# GOAL
Copy word for word the part of the records that starts with the line containing "Query: shirt button" and ends with the line containing "Query: id badge on pocket", with both of those lines included.
________________________
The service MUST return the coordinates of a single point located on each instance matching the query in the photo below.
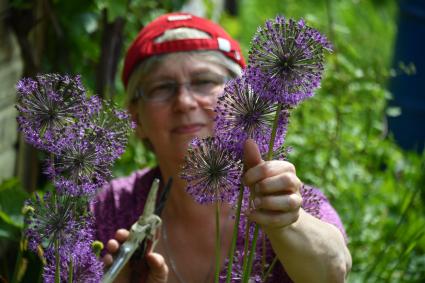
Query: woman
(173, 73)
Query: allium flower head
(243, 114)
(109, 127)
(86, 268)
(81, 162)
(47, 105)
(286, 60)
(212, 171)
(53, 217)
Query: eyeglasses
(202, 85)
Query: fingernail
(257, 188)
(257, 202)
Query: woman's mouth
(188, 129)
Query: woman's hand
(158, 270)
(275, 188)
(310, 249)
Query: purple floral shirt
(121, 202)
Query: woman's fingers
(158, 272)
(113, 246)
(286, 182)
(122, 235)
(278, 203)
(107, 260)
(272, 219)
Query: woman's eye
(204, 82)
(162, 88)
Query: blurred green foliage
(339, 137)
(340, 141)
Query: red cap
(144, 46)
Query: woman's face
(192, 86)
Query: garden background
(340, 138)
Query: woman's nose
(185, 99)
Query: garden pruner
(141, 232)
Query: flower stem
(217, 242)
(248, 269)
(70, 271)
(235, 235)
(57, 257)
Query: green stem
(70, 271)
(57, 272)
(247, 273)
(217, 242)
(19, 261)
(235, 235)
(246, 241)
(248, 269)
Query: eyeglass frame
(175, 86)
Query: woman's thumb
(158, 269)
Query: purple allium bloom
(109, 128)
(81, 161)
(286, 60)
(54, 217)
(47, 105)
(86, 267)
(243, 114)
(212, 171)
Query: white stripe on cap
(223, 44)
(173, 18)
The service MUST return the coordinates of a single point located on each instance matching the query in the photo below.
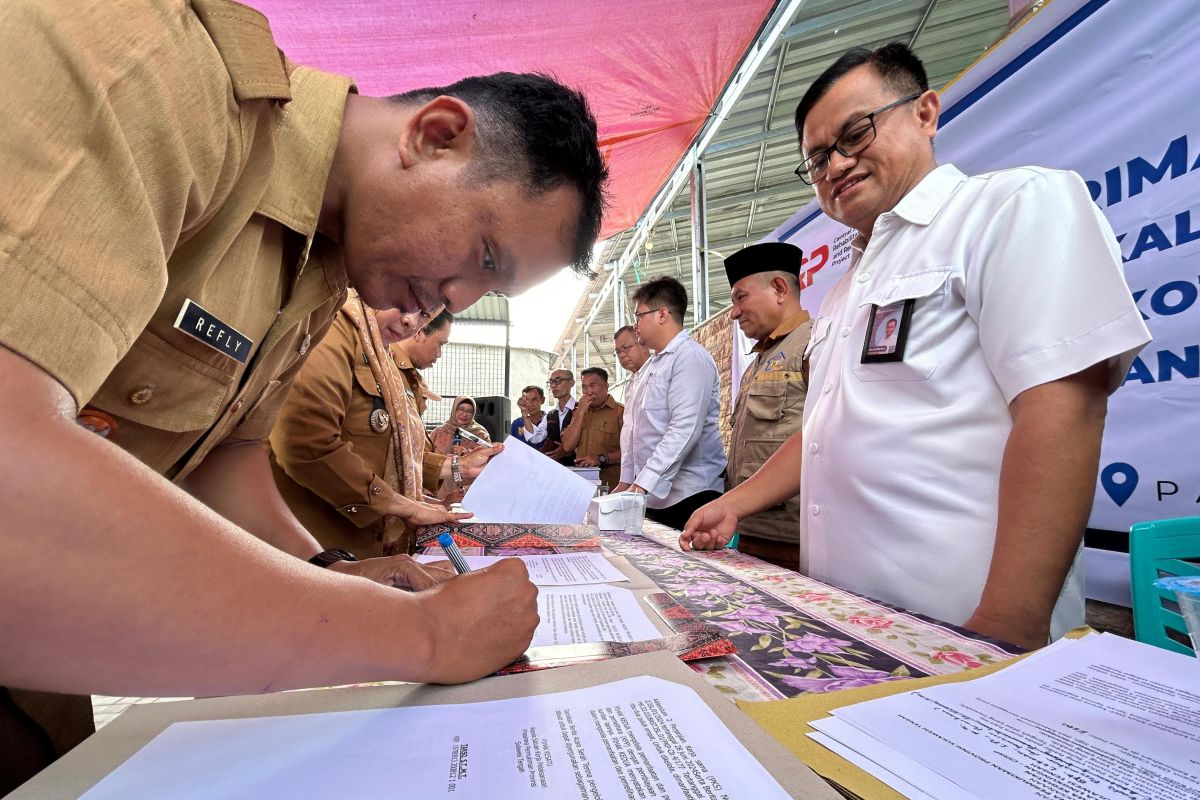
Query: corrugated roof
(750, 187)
________________________
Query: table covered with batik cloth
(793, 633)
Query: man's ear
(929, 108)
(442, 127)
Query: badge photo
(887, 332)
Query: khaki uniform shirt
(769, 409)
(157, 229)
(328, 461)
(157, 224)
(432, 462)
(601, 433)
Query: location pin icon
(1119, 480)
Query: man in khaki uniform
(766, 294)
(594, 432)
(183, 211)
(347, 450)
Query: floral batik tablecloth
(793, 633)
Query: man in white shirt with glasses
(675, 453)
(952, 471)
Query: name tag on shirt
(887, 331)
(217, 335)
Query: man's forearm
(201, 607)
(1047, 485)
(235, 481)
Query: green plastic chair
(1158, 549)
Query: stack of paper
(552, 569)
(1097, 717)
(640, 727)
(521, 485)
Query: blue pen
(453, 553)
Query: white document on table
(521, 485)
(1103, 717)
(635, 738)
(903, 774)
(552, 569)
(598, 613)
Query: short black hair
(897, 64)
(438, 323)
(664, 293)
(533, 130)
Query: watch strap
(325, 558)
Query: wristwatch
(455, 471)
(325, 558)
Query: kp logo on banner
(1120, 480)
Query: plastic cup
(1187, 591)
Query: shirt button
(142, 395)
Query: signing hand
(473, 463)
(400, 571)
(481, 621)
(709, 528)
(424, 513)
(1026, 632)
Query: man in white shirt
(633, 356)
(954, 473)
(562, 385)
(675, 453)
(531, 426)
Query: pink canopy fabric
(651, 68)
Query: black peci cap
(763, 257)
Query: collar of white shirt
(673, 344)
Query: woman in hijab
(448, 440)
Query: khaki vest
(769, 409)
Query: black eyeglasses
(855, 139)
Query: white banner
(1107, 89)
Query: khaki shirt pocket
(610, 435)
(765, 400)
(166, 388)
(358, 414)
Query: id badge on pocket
________________________
# EXERCISE OUTPUT
Query: shirt button
(142, 395)
Query: signing hand
(473, 463)
(400, 571)
(481, 621)
(709, 528)
(424, 513)
(1026, 632)
Query: man in white shirt
(633, 356)
(954, 473)
(562, 385)
(675, 453)
(531, 426)
Query: pink canopy fabric
(651, 68)
Query: black peci cap
(763, 257)
Query: collar of white shirt
(673, 344)
Query: woman in hijab
(448, 440)
Query: khaki vest
(769, 409)
Query: black eyeglasses
(855, 139)
Query: white banner
(1107, 89)
Query: khaki shirt pocket
(610, 435)
(765, 400)
(166, 388)
(358, 414)
Query: id badge on pocket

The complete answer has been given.